Quote the entries below word for word, from their very start through the line that contains "x=394, y=291", and omit the pictures from your answer.

◆ ◆ ◆ ◆

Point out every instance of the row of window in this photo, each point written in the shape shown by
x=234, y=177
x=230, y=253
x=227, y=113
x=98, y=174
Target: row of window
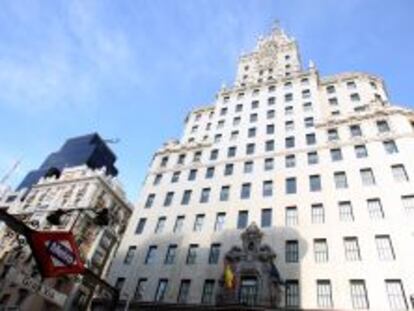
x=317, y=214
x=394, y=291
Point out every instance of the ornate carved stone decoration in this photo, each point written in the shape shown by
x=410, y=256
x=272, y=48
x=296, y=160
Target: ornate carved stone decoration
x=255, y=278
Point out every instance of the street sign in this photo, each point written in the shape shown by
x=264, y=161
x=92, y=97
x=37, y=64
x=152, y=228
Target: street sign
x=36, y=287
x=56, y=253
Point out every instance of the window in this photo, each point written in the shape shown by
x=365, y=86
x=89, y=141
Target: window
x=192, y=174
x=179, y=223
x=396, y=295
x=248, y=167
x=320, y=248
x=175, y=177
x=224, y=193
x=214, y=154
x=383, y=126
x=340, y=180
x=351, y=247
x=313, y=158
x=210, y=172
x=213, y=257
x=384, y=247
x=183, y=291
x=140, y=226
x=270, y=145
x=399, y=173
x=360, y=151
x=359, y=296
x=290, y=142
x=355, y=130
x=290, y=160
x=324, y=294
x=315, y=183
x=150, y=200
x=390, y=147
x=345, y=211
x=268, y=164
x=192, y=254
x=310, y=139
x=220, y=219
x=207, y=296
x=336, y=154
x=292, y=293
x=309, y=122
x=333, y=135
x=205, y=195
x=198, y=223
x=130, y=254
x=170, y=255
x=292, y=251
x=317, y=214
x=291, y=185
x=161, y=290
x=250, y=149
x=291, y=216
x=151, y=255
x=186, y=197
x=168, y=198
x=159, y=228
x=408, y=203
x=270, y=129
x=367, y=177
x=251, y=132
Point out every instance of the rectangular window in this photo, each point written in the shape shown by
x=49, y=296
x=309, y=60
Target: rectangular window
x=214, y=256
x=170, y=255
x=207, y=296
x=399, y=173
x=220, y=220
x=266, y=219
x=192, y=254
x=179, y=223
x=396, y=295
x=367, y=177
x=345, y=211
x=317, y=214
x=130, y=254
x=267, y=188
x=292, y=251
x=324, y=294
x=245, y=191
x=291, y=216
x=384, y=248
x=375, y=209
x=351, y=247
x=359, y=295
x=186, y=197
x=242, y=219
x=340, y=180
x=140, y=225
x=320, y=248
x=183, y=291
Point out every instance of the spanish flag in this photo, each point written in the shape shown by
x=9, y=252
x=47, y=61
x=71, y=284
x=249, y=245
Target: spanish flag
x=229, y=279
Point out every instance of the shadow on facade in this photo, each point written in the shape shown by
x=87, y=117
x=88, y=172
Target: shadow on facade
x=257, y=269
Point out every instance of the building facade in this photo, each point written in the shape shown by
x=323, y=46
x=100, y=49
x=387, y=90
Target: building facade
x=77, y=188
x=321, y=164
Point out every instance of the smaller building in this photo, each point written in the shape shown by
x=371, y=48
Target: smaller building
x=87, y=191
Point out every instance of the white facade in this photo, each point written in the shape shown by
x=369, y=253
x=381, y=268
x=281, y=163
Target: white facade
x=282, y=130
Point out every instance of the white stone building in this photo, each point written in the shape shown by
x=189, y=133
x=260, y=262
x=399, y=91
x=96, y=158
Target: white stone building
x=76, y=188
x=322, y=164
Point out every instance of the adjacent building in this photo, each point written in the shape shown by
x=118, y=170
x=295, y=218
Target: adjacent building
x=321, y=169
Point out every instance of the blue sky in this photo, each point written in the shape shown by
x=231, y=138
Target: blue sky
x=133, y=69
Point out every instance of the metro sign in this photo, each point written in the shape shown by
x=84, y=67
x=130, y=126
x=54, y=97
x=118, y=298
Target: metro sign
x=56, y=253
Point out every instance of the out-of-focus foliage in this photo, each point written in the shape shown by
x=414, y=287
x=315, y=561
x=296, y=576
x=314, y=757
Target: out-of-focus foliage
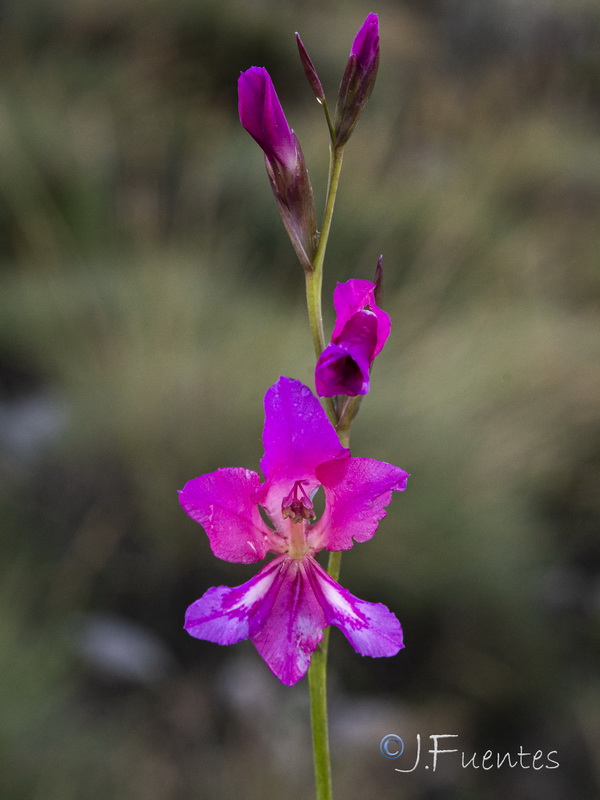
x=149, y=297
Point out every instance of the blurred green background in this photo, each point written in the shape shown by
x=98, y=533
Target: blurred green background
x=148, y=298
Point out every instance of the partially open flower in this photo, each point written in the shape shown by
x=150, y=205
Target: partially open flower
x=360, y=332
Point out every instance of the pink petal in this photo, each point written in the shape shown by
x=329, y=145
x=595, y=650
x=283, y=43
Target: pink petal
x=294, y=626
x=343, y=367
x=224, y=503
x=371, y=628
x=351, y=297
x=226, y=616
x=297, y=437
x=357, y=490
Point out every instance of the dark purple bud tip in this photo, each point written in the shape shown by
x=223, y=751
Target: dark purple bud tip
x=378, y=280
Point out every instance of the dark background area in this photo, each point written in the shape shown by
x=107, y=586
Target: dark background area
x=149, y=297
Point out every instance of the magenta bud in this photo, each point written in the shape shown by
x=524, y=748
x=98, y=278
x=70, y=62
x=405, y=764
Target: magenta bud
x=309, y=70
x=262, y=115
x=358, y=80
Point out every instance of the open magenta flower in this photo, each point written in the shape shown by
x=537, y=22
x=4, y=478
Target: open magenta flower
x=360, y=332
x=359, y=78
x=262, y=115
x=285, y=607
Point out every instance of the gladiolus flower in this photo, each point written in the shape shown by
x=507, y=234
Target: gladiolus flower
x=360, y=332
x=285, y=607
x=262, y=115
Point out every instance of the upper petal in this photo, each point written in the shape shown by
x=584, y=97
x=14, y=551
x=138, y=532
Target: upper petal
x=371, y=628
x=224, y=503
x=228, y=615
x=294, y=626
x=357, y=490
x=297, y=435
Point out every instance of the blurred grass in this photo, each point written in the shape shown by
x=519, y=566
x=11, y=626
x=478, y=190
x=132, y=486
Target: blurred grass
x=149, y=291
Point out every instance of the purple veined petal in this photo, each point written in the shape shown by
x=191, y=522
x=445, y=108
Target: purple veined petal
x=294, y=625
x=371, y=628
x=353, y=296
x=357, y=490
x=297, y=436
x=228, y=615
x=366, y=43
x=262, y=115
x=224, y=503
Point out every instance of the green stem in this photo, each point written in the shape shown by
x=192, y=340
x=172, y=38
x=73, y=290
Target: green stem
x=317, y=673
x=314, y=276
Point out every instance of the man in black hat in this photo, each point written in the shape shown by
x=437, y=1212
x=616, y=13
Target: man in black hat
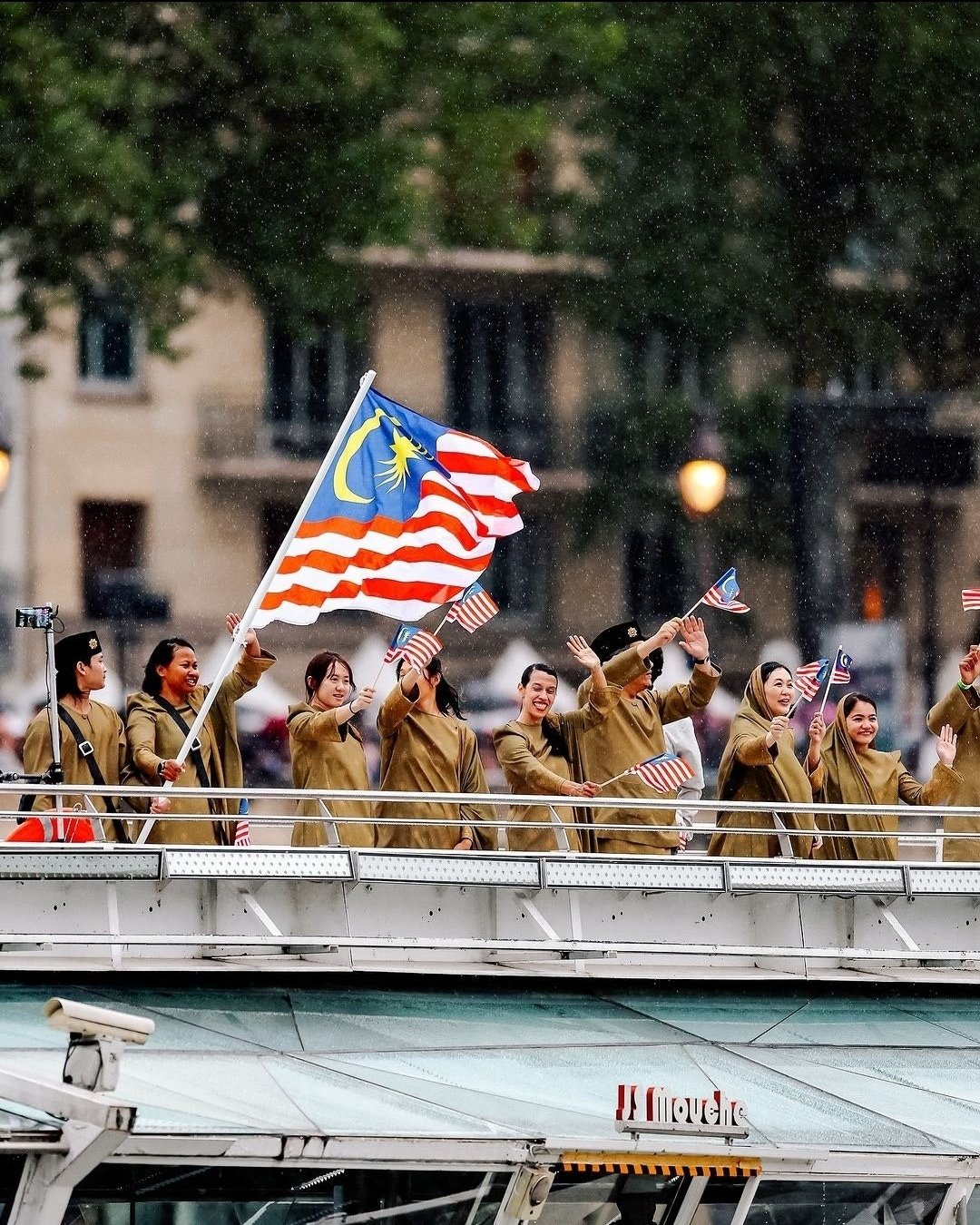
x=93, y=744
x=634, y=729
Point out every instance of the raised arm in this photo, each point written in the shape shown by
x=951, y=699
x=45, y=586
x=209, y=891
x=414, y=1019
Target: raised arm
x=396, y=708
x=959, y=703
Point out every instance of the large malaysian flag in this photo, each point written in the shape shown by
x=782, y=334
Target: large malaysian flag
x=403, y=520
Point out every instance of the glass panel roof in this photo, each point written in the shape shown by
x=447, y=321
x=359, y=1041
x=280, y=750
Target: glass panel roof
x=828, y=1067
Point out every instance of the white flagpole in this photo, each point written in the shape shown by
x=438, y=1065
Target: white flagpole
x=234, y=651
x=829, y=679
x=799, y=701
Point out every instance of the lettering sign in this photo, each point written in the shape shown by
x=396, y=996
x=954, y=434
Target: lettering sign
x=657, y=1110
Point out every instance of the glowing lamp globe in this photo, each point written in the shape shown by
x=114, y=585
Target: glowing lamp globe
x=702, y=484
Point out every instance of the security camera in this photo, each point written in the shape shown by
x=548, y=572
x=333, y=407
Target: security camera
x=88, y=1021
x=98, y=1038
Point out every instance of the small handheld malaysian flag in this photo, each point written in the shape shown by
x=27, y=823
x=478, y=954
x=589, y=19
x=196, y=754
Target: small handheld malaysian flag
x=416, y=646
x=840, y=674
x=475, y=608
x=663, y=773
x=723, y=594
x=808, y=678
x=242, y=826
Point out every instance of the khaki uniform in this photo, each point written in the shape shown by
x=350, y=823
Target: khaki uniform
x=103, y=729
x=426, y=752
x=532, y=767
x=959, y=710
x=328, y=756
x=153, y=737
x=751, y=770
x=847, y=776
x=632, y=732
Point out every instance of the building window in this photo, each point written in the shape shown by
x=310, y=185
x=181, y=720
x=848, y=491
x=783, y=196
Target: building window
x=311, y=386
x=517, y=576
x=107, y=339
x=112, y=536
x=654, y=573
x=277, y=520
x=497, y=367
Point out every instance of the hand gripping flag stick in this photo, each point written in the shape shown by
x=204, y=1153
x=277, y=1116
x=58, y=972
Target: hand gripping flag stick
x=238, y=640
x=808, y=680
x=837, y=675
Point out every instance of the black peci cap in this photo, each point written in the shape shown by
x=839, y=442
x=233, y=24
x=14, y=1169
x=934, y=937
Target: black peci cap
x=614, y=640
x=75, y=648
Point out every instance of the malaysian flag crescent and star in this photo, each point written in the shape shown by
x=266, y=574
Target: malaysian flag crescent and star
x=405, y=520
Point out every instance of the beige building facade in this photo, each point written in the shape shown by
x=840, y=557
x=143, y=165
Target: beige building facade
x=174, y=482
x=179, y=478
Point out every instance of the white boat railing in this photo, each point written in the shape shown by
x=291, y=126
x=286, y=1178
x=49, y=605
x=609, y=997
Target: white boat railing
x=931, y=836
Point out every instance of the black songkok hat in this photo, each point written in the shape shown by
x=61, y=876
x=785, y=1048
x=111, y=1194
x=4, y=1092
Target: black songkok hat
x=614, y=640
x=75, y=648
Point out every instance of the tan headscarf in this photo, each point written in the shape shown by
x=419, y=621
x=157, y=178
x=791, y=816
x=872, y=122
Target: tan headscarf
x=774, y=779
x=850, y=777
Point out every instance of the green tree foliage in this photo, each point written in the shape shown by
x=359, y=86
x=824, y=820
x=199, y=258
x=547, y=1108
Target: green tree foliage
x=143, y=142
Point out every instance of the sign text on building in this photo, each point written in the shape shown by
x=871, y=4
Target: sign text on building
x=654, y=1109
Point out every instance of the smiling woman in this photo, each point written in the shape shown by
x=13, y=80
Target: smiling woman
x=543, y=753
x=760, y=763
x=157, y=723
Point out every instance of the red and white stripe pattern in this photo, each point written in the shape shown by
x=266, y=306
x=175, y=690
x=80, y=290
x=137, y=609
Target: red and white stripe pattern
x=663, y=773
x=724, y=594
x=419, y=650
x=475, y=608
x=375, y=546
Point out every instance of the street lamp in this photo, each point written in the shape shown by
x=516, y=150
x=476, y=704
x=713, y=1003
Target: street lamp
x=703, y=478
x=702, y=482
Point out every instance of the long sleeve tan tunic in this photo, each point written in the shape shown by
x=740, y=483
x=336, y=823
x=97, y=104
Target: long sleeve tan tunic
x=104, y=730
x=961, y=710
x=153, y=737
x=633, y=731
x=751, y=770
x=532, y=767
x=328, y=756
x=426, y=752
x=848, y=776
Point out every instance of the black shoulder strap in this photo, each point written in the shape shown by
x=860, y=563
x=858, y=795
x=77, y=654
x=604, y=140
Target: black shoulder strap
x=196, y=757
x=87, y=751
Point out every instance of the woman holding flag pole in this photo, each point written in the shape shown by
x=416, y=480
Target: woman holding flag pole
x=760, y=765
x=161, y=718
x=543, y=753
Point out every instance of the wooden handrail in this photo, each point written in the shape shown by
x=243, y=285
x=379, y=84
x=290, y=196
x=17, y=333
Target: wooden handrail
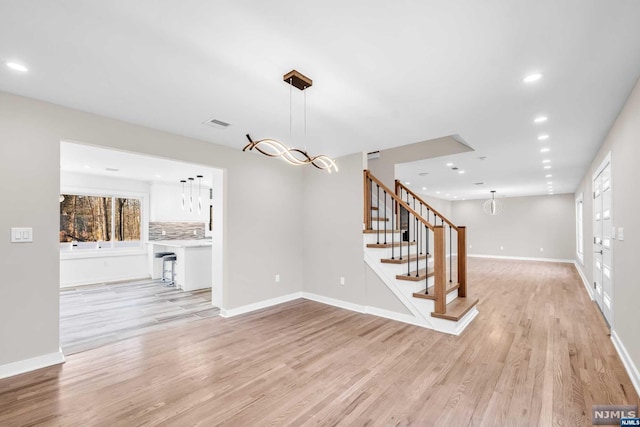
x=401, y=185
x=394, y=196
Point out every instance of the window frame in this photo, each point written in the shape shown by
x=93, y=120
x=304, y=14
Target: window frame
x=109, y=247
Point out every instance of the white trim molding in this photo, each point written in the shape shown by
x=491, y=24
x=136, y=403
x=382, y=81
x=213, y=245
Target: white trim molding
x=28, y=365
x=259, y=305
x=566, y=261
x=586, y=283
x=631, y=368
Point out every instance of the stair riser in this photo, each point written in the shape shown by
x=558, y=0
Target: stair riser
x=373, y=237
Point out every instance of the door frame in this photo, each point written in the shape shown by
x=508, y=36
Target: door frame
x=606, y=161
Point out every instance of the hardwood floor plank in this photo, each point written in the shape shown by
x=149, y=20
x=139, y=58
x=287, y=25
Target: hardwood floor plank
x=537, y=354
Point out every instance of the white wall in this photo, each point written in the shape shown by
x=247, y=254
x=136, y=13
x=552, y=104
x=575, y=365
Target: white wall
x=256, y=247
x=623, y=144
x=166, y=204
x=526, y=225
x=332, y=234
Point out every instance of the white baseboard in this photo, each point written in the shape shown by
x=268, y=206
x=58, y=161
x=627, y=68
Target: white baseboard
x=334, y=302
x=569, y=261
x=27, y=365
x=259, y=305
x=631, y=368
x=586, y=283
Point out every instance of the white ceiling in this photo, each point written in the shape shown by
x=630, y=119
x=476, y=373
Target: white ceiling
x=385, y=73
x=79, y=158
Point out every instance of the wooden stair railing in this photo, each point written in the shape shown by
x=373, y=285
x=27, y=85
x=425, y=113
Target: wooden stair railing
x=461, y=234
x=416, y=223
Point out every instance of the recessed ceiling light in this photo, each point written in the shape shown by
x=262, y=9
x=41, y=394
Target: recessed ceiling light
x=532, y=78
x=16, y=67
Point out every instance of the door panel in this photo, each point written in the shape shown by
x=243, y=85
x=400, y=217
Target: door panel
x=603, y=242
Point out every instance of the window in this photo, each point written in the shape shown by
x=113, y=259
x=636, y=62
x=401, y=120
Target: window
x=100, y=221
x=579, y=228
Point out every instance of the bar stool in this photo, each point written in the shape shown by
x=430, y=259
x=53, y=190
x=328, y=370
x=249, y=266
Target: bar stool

◆ ◆ ◆ ◆

Task output =
Point out every instance of the row of window in this photo, each point written in the shape shown by
x=234, y=177
x=230, y=253
x=227, y=113
x=98, y=174
Target: row of window
x=317, y=214
x=394, y=291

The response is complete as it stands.